• **Source data**:
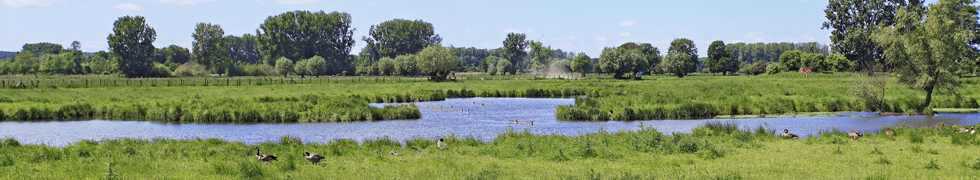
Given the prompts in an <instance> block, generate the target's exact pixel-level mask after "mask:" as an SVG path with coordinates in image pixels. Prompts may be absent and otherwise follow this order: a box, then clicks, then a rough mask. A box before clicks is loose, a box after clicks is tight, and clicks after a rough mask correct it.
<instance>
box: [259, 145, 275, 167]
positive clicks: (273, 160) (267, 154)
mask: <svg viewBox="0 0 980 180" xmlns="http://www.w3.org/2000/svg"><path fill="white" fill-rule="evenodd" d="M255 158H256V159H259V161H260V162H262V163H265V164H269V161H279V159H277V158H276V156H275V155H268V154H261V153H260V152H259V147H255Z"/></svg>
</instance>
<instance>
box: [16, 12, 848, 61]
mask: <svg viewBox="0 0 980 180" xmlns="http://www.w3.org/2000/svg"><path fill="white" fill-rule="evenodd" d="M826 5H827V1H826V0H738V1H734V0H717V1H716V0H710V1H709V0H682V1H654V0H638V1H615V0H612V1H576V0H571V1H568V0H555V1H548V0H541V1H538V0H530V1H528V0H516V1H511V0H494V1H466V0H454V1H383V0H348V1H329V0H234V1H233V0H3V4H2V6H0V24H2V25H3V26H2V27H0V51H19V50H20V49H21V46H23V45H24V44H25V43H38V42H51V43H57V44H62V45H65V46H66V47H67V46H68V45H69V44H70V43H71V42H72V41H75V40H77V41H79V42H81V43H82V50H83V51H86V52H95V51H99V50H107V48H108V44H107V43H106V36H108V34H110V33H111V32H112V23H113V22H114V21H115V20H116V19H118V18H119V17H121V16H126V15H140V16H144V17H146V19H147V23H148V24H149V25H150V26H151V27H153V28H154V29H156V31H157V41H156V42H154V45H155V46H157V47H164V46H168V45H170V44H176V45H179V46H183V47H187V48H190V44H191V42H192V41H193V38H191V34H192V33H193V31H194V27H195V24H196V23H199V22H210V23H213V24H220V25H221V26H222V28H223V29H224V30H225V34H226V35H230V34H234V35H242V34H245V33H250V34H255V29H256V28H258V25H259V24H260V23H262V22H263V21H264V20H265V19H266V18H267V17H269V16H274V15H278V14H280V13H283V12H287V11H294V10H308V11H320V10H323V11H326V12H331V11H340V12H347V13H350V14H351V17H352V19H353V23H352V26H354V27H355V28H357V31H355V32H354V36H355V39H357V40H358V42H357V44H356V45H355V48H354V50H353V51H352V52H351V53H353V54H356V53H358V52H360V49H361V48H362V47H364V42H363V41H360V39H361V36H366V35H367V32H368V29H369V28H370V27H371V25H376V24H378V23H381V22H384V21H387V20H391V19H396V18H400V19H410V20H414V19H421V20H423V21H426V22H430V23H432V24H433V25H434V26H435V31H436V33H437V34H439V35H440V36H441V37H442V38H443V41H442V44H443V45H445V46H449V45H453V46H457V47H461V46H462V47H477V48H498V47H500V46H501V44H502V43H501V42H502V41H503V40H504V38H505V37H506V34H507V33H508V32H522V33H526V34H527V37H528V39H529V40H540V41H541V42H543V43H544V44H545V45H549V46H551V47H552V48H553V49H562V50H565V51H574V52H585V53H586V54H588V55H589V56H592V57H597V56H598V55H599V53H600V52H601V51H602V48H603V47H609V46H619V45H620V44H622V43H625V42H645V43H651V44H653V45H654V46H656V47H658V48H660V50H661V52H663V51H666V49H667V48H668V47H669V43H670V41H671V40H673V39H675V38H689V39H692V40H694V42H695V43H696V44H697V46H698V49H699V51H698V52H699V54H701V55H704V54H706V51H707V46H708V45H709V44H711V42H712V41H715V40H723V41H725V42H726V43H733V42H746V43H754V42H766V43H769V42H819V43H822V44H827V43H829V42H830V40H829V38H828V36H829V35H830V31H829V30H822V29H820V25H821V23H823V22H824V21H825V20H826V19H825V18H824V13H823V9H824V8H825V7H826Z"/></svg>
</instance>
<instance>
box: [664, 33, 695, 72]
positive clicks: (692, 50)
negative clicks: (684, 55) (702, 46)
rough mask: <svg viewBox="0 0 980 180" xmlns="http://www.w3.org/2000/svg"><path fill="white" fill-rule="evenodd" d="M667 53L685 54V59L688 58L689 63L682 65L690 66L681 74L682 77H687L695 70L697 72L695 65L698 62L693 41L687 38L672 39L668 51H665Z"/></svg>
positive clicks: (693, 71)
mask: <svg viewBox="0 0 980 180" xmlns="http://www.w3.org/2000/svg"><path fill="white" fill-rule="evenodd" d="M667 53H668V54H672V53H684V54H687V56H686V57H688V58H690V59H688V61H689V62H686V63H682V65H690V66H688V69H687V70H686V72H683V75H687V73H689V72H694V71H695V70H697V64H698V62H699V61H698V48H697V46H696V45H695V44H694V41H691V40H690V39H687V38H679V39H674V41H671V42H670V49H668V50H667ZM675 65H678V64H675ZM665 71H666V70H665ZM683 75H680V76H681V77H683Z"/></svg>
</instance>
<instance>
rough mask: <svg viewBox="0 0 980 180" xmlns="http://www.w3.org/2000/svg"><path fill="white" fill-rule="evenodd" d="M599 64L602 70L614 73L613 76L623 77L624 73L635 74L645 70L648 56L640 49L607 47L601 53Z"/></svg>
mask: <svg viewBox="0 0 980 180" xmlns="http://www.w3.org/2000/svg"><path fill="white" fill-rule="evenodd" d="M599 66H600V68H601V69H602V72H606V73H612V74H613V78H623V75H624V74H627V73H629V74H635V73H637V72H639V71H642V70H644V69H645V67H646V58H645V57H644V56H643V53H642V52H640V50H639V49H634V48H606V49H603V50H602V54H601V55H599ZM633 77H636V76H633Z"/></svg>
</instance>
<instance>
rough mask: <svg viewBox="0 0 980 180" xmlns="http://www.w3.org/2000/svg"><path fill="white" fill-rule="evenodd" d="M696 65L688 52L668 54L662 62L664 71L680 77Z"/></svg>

• **Task details**: In your answer, repeat all the entries exactly, but leave out the pictures.

• **Answer space**:
Given the prompts in an <instance> block, generate the target's exact pixel-level mask after "mask:" as an SVG path with coordinates in image pixels. Prompts may be absent and otherwise follow this order: a box, then clicks, then a rough mask. A box before clicks is loose, a box after clicks is tight, and clicks after a rough mask correct it.
<instance>
box: [259, 145, 275, 167]
positive clicks: (273, 160) (267, 154)
mask: <svg viewBox="0 0 980 180" xmlns="http://www.w3.org/2000/svg"><path fill="white" fill-rule="evenodd" d="M255 158H256V159H259V161H260V162H262V163H265V164H269V161H279V159H277V158H276V156H275V155H268V154H261V153H260V152H259V147H255Z"/></svg>
</instance>
<instance>
box: [16, 12, 848, 61]
mask: <svg viewBox="0 0 980 180" xmlns="http://www.w3.org/2000/svg"><path fill="white" fill-rule="evenodd" d="M826 5H827V1H826V0H738V1H734V0H717V1H716V0H710V1H709V0H682V1H654V0H638V1H615V0H612V1H576V0H571V1H568V0H555V1H548V0H541V1H538V0H530V1H528V0H516V1H511V0H494V1H466V0H454V1H383V0H348V1H329V0H234V1H233V0H3V4H2V6H0V24H2V25H3V26H2V27H0V51H19V50H20V49H21V46H23V45H24V44H25V43H38V42H51V43H57V44H62V45H65V46H66V47H67V46H68V45H69V44H70V43H71V42H72V41H75V40H77V41H79V42H81V43H82V50H83V51H86V52H95V51H99V50H107V48H108V44H107V43H106V36H108V34H110V33H111V32H112V23H113V22H114V21H115V20H116V19H118V18H119V17H121V16H126V15H140V16H144V17H146V19H147V23H148V24H149V25H150V26H151V27H153V28H154V29H156V31H157V41H156V42H154V45H155V46H157V47H164V46H168V45H170V44H176V45H179V46H183V47H187V48H190V44H191V42H192V41H193V38H191V34H192V33H193V31H194V27H195V24H196V23H199V22H210V23H213V24H220V25H221V26H222V28H223V29H224V30H225V34H226V35H230V34H234V35H242V34H245V33H250V34H255V29H256V28H258V25H259V24H260V23H262V22H263V21H264V20H265V19H266V18H267V17H269V16H274V15H278V14H280V13H283V12H287V11H294V10H308V11H320V10H323V11H326V12H331V11H340V12H347V13H350V14H351V17H352V19H353V23H352V26H354V27H355V28H357V31H355V32H354V36H355V39H357V40H358V42H357V44H356V45H355V48H354V50H353V51H352V52H351V53H353V54H356V53H358V52H360V49H361V48H362V47H364V42H363V41H360V39H361V36H366V35H367V32H368V29H369V28H370V27H371V25H376V24H378V23H381V22H384V21H387V20H391V19H396V18H400V19H410V20H414V19H421V20H423V21H426V22H430V23H432V24H433V25H434V26H435V31H436V33H437V34H439V35H440V36H441V37H442V38H443V41H442V44H443V45H445V46H449V45H453V46H457V47H461V46H462V47H477V48H498V47H500V46H501V44H502V43H501V42H502V41H503V40H504V38H505V37H506V34H507V33H508V32H522V33H526V34H527V37H528V39H529V40H540V41H541V42H543V43H544V44H545V45H549V46H551V47H552V48H553V49H562V50H565V51H574V52H585V53H586V54H588V55H589V56H592V57H597V56H598V55H599V53H600V52H601V51H602V48H603V47H609V46H619V45H620V44H622V43H625V42H645V43H651V44H653V45H654V46H656V47H658V48H660V50H661V52H663V51H666V49H667V48H668V47H669V43H670V41H671V40H673V39H675V38H689V39H692V40H694V42H695V43H696V44H697V46H698V49H699V51H698V52H699V54H701V55H704V54H706V51H707V46H708V45H709V44H711V42H712V41H715V40H723V41H725V42H726V43H733V42H746V43H754V42H766V43H769V42H819V43H822V44H827V43H829V42H830V40H829V38H828V36H829V35H830V31H829V30H822V29H820V25H821V23H823V22H824V21H825V20H826V19H825V18H824V13H823V9H824V8H825V7H826Z"/></svg>
</instance>
<instance>
box: [664, 33, 695, 72]
positive clicks: (692, 50)
negative clicks: (684, 55) (702, 46)
rough mask: <svg viewBox="0 0 980 180" xmlns="http://www.w3.org/2000/svg"><path fill="white" fill-rule="evenodd" d="M667 53L685 54V59L688 58L689 63L682 65L690 66L681 74L682 77H687L695 70L697 72L695 65L698 62L693 41L687 38L672 39L668 51H665Z"/></svg>
positive clicks: (693, 71)
mask: <svg viewBox="0 0 980 180" xmlns="http://www.w3.org/2000/svg"><path fill="white" fill-rule="evenodd" d="M667 53H668V54H672V53H684V54H687V56H686V57H688V58H690V59H688V61H689V62H686V63H682V65H690V66H688V69H687V70H686V72H683V75H687V73H689V72H694V71H695V70H697V64H698V62H699V61H698V48H697V46H696V45H695V44H694V41H691V40H690V39H687V38H679V39H674V41H671V42H670V49H668V50H667ZM675 65H678V64H675ZM665 71H666V70H665ZM683 75H680V76H681V77H683Z"/></svg>
</instance>
<instance>
rough mask: <svg viewBox="0 0 980 180" xmlns="http://www.w3.org/2000/svg"><path fill="white" fill-rule="evenodd" d="M599 64L602 70L614 73L613 76L623 77L624 73L635 74L645 70L648 56L640 49L607 47L601 53Z"/></svg>
mask: <svg viewBox="0 0 980 180" xmlns="http://www.w3.org/2000/svg"><path fill="white" fill-rule="evenodd" d="M599 66H600V68H601V69H602V72H606V73H612V74H613V78H623V75H624V74H627V73H629V74H635V73H637V72H639V71H642V70H644V69H645V67H646V58H645V57H644V56H643V53H642V52H640V50H639V49H634V48H606V49H603V50H602V54H601V55H599ZM633 77H636V76H633Z"/></svg>
</instance>
<instance>
rough mask: <svg viewBox="0 0 980 180" xmlns="http://www.w3.org/2000/svg"><path fill="white" fill-rule="evenodd" d="M696 65L688 52L668 54L662 62L664 71L680 77Z"/></svg>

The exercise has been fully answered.